- **Supplied text**
= = = =

Depending on your perspective, then, today’s tax deal is anything from a tax increase to a major tax cut. It all depends what baseline you use for measuring.

Which brings us to Johnny Depp. Depp plays the title character in the new film “The Tourist”. He doesn’t know anything about budget baselines, but he does learn how perceptions depend on what your benchmark is:

Inspector: Now, you wish to report a murder?
Depp: No, some people tried to kill me.
Inspector: I was told you were reporting a murder.
Depp: Attempted murder.
Inspector: Ah, that is not so serious.
Depp: No, not when you downgrade it from murder. When you upgrade it from room service, it’s quite serious.

Should today’s tax deal be compared to room service or to murder? I leave it up to you, dear reader, to decide.

Steve Martin Gives a Lesson on Sales Taxes

Steve Martin–yes, the wild and crazy guy–has a new novel. “An Object of Beauty” tells the story of Lacey Yeager, an up-and-comer in New York’s art world in the mid-1990s. I’m 19% of the way through the novel (up to location 779 in Kindle-speak), during which Lacey has been climbing the ladder at Sotheby’s, the famous auction house.

Thus far, my favorite passage depicts how sensitive wealthy art collectors can be to taxes. Sotheby’s has sent Lacey to Washington to deliver a painting to the winning bidder in a recent auction. After getting off her train, Lacey heads over to Georgetown:

The white door of the brownstone swung open with a faint jingle-bell tinkle, and Saul Nathanson waved with full panic shouting, “Don’t come up the steps!”

So many interpretations. Was he shouting at Lacey, the painting, or the taxi driver? “Don’t step on the walkway!” Was the concrete wet? But Saul ran toward them more sheepish than commanding, and they all stayed put.

“I thought by having you bring the picture,” Paul said, panting, “that we were taking delivery of the picture in Washington. But it seems to be disputable that this might constitute taking delivery in New York.”

Lacey looked at Saul, then at the taxi driver. He pulled his cap back and scratched his head. “Oh yeah, sales tax,” he said.

“What?” said Lacey.

“My wife sells jewelry. There’s always a sales tax issue.”

Saul pointed at the driver with a silent “bingo.” “We’ve got to have it shipped to us from New York by a reputable carrier.”

Lacey muttered, “I’m reputable.”

“But unlicensed. We’ve got a questionable situation here. You’ve got to take it back. It’s a difference of almost ten thousand dollars,” said Saul.

The statement hung in the air, until the taxi driver said, “You mean that box is worth a hundred and fifty thousand dollars?”

Lacey turned to him. “Who are you, Rain Man?”

Saul was balanced on his toes. “I’m so sorry, Lacey, we tried to turn you around, but we just learned it an hour ago. Here’s something for you”–he handed her a folded hundred-dollar bill–“and don’t let the painting touch the walkway.”

“I’ll be a witness,” said the grinning taxi driver, implying there could be another tip due.

“I can’t even invite you in,” said Saul. Then he turned to the half-opened door. “Estelle! Wave hello to Lacey!”

Estelle poked her head out of an upstairs window. “Hello, Lacey. Saul’s insane!”

Or maybe he’s highly rational?

The Grinch Recast as Economic Parable

Over at Forbes.com, Art Carden has a brilliant retelling of Dr. Seuss’s “How the Grinch Stole Christmas” (ht: Greg Mankiw). Carden recasts the story as a parable about externalities and property rights.

= = = =

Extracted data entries

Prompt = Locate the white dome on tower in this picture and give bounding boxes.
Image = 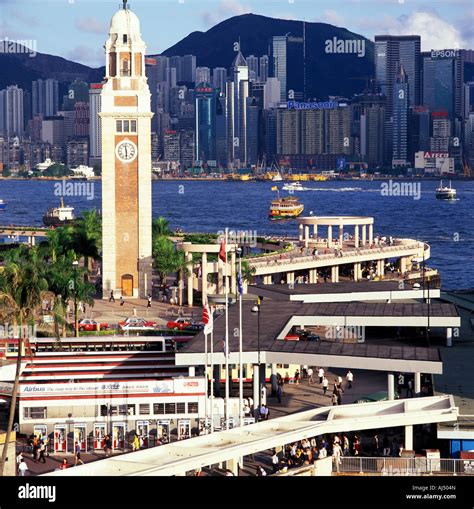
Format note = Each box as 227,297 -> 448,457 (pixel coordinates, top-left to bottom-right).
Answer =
109,9 -> 140,34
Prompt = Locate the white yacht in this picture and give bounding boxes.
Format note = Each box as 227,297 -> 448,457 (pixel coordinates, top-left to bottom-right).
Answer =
436,181 -> 456,200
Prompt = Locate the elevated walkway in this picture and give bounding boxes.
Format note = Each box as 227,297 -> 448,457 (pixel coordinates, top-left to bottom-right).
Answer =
45,396 -> 458,477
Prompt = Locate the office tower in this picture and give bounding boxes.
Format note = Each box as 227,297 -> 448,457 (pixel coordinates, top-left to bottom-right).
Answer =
422,50 -> 464,119
301,110 -> 324,154
276,108 -> 301,155
196,67 -> 211,85
66,138 -> 89,168
169,57 -> 183,83
245,55 -> 259,81
178,55 -> 196,83
226,51 -> 249,166
246,97 -> 261,165
430,111 -> 452,153
392,65 -> 410,167
61,79 -> 89,111
258,55 -> 270,83
31,79 -> 59,117
270,35 -> 305,102
89,83 -> 102,158
74,101 -> 89,137
194,83 -> 217,163
375,35 -> 421,117
263,78 -> 281,110
324,104 -> 352,154
0,85 -> 25,140
212,67 -> 227,95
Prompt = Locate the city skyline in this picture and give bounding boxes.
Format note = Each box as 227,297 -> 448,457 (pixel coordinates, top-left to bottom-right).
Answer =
0,0 -> 474,67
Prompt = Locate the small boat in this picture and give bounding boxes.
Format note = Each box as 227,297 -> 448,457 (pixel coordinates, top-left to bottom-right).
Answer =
282,182 -> 309,192
268,196 -> 304,221
43,198 -> 75,226
436,181 -> 456,200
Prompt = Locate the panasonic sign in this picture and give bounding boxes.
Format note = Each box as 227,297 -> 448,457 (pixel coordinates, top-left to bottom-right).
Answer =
431,49 -> 458,58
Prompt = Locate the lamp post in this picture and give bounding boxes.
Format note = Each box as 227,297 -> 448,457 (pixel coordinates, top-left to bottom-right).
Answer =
72,260 -> 79,338
251,297 -> 265,411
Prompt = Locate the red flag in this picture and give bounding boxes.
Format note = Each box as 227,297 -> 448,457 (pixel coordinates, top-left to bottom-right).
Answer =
219,238 -> 227,263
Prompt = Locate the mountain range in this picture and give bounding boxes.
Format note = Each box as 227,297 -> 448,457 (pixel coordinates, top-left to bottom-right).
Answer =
0,14 -> 373,98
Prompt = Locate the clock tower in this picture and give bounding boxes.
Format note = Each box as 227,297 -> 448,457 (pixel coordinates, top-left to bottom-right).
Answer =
100,0 -> 153,298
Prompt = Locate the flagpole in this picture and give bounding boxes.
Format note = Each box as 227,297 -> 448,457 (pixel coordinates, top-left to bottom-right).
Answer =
239,252 -> 244,426
209,308 -> 214,433
224,228 -> 230,429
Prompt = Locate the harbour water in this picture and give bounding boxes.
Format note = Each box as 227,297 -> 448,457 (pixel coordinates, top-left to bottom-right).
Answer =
0,180 -> 474,290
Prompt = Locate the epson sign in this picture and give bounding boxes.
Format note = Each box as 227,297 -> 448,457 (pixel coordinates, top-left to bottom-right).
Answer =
431,49 -> 458,58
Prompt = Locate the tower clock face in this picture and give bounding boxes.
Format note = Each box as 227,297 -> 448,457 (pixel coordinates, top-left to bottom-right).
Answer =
115,140 -> 137,163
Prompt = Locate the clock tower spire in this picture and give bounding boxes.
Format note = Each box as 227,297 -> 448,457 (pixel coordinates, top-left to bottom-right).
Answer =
100,0 -> 153,298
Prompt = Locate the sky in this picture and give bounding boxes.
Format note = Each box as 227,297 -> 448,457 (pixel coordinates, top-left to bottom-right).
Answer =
0,0 -> 474,67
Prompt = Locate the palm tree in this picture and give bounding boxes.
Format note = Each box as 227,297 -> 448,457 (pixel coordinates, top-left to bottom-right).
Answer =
0,246 -> 47,476
151,216 -> 172,239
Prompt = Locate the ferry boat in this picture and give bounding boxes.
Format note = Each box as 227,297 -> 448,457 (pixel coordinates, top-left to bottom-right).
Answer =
43,198 -> 75,226
282,182 -> 309,192
268,196 -> 304,221
436,181 -> 456,200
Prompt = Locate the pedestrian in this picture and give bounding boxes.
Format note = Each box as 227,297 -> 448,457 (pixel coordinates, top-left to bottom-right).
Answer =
74,442 -> 84,467
323,377 -> 329,395
346,370 -> 354,389
18,458 -> 28,477
277,384 -> 283,404
132,433 -> 140,451
39,440 -> 46,463
272,450 -> 280,474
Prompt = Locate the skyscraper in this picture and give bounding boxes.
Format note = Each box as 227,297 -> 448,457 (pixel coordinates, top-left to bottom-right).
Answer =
194,83 -> 217,163
89,83 -> 102,159
375,35 -> 421,117
196,67 -> 211,85
422,50 -> 464,119
212,67 -> 227,94
0,85 -> 25,139
270,35 -> 305,102
31,79 -> 59,117
392,65 -> 410,167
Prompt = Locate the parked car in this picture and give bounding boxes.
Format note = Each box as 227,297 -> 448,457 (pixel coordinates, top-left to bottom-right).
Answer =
166,318 -> 195,330
76,318 -> 109,332
118,317 -> 158,330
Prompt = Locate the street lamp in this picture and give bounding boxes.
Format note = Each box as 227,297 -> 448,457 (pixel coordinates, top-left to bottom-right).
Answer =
251,297 -> 265,411
72,260 -> 79,338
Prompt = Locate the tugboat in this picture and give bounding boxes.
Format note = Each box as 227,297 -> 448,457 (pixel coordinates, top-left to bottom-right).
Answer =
436,181 -> 456,200
268,188 -> 304,221
43,198 -> 75,226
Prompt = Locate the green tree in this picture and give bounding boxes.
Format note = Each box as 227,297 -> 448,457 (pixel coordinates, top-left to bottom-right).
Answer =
152,235 -> 186,284
151,216 -> 172,238
0,246 -> 48,476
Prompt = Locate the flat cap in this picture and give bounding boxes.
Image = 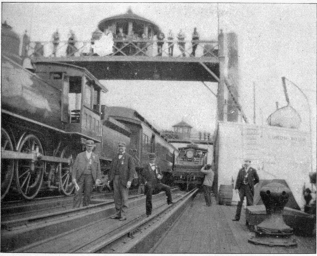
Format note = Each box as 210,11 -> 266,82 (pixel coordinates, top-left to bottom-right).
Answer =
119,142 -> 126,147
149,153 -> 156,159
86,140 -> 95,146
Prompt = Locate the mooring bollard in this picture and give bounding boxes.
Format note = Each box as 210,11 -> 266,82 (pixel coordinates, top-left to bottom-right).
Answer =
248,182 -> 297,246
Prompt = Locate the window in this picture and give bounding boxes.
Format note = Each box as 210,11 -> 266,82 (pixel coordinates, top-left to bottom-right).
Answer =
142,134 -> 151,152
84,79 -> 92,109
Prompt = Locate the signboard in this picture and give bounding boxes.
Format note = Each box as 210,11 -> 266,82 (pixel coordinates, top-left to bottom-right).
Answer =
218,123 -> 311,206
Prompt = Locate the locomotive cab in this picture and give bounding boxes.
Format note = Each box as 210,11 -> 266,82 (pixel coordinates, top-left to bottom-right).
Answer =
36,63 -> 107,142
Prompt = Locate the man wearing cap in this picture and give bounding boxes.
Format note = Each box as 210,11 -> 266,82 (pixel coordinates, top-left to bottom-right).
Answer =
141,153 -> 173,216
233,158 -> 259,221
72,140 -> 101,208
200,164 -> 215,207
108,142 -> 135,221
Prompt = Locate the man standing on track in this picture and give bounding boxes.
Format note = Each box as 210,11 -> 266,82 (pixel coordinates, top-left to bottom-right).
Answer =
108,142 -> 135,221
233,158 -> 259,221
141,153 -> 173,217
200,164 -> 215,207
72,140 -> 101,208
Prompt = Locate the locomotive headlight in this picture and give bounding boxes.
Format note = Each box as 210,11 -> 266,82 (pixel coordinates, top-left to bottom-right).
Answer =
186,150 -> 194,158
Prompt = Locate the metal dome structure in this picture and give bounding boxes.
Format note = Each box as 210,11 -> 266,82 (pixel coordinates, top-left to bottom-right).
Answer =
98,8 -> 160,38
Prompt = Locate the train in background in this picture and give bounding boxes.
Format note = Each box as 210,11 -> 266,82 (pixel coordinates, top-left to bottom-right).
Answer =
172,143 -> 208,190
1,24 -> 175,200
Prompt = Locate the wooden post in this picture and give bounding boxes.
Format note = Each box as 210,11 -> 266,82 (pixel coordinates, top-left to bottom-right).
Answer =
128,21 -> 133,36
217,30 -> 225,121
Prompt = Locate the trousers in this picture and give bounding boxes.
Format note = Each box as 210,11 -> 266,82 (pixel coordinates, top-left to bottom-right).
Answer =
113,175 -> 129,217
73,174 -> 94,208
144,183 -> 172,215
203,185 -> 212,206
235,185 -> 253,220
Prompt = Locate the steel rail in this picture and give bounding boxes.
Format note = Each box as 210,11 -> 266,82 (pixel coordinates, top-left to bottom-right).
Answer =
81,189 -> 197,253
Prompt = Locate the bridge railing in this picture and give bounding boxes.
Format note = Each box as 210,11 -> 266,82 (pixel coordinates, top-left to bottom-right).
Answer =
24,39 -> 218,58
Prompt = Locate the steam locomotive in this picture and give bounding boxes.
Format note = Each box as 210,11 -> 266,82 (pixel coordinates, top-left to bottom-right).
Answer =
172,143 -> 208,190
1,24 -> 176,199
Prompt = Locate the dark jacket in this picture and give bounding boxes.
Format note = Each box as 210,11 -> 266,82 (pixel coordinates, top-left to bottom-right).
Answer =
72,151 -> 101,180
141,164 -> 162,185
235,167 -> 259,193
157,33 -> 165,46
109,153 -> 135,186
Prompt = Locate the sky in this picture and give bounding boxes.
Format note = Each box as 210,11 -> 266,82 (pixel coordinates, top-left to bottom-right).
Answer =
1,2 -> 316,166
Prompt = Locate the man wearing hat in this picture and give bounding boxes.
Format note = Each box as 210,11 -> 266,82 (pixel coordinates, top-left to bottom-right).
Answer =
72,140 -> 101,208
233,158 -> 259,221
108,142 -> 135,221
141,153 -> 173,216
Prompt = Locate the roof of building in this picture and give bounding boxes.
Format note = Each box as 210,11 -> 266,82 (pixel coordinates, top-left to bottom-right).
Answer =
173,121 -> 193,128
98,8 -> 160,34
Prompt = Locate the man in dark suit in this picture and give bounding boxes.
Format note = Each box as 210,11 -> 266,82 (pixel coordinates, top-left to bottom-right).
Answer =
72,140 -> 101,208
141,153 -> 173,217
108,142 -> 135,221
233,158 -> 259,221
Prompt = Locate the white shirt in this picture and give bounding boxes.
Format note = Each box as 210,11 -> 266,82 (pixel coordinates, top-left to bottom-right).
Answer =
86,151 -> 92,159
119,152 -> 124,159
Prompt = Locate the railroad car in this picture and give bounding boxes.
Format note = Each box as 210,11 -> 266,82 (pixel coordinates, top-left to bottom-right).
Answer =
106,107 -> 178,183
173,144 -> 208,190
1,22 -> 131,199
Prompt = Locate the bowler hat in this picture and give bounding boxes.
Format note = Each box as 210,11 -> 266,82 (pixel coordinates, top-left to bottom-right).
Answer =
119,142 -> 126,147
149,153 -> 156,159
86,140 -> 95,146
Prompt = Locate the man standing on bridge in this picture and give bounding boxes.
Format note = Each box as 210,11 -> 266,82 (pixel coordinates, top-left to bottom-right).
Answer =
141,153 -> 173,217
72,140 -> 101,208
108,142 -> 135,221
233,158 -> 259,221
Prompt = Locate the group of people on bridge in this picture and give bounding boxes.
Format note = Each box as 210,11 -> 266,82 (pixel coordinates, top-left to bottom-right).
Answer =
22,27 -> 200,57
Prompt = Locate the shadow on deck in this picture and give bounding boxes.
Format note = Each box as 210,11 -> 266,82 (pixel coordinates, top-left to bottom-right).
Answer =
153,194 -> 316,254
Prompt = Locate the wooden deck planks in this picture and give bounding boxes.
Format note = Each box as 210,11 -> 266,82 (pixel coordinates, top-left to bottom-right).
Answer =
154,194 -> 316,254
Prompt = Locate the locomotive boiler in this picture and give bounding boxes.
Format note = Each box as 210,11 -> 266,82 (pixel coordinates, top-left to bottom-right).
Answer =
1,22 -> 177,199
173,144 -> 208,190
1,22 -> 131,199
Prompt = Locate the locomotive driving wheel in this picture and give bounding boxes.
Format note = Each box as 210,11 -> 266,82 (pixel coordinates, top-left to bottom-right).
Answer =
15,134 -> 45,199
1,128 -> 14,200
58,147 -> 75,196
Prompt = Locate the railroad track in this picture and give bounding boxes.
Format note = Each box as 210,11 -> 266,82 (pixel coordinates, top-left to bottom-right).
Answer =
1,190 -> 137,222
1,187 -> 194,253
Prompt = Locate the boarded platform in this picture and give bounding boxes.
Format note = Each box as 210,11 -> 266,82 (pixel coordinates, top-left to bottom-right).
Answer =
152,194 -> 316,254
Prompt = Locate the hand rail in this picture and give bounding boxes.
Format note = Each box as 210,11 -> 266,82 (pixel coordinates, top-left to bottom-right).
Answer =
26,39 -> 218,58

= = = =

- **Problems to solve**
A) Answer these questions about the blog text on economics and popular culture:
(i) In which film does Johnny Depp play the title character?
(ii) What percentage of Steve Martin's novel has the writer read so far?
(iii) As what kind of parable does Art Carden recast the Dr. Seuss story?
B) Continue the blog text on economics and popular culture, picking up after its final sentence about Art Carden's parable.

- **Responses by task**
A)
(i) "The Tourist"
(ii) 19%
(iii) A parable about externalities and property rights

B)
He starts with the Grinch’s view that Who singing is a nuisance:

He hated the shrieks of the Who girls and boys
For fifty-three years he’d put up with it now—
He had to stop Christmas from coming, somehow.
He asked and he questioned the whole thing’s legality
Then his eyes brightened: he screamed “externality!
He reached for his textbooks; he knew what to do
He’d fight them with ideas from A.C. Pigou.

As regular readers know, Pigou argued that externalities — pollution, singing Whos, etc. — could be addressed by levying taxes that reflect the harm imposed. So maybe, the Grinch might reason, he should help himself to some Who presents and roastbeast whenever they sing.

But wait, as Ronald Coase noted years ago, it takes two to tango … and to create an externality. So the Whos have a rebuttal:

“We know that we’re noisy all through Christmas Day,
But if you don’t like it, it’s you who should pay!
“For we were here first, and homesteaded the rights
To sing, to make noise, and to hang Christmas lights
“The costs of our Christmas joy helped you to save!
They were fully reflected in the price of your cave!”

I am so using this in my class in the spring.

A Second Thought on the Cost of TARP

Two commenters (Jack B. and John L.) raise an important point about the $25 billion price tag that the Congressional Budget Office recently placed on the Troubled Asset Relief Program. Their concern is that the $25 billion figure includes some impacts that should rightfully be attributed to other government actions, not to TARP itself.

To illustrate, suppose that Treasury used TARP to buy $10 of preferred stock in Bank X in 2008 and that a year later Treasury sold its position for $12, including accrued dividends. This investment would be recorded as achieving a $2 profit in TARP (subject to one technical caveat, see below).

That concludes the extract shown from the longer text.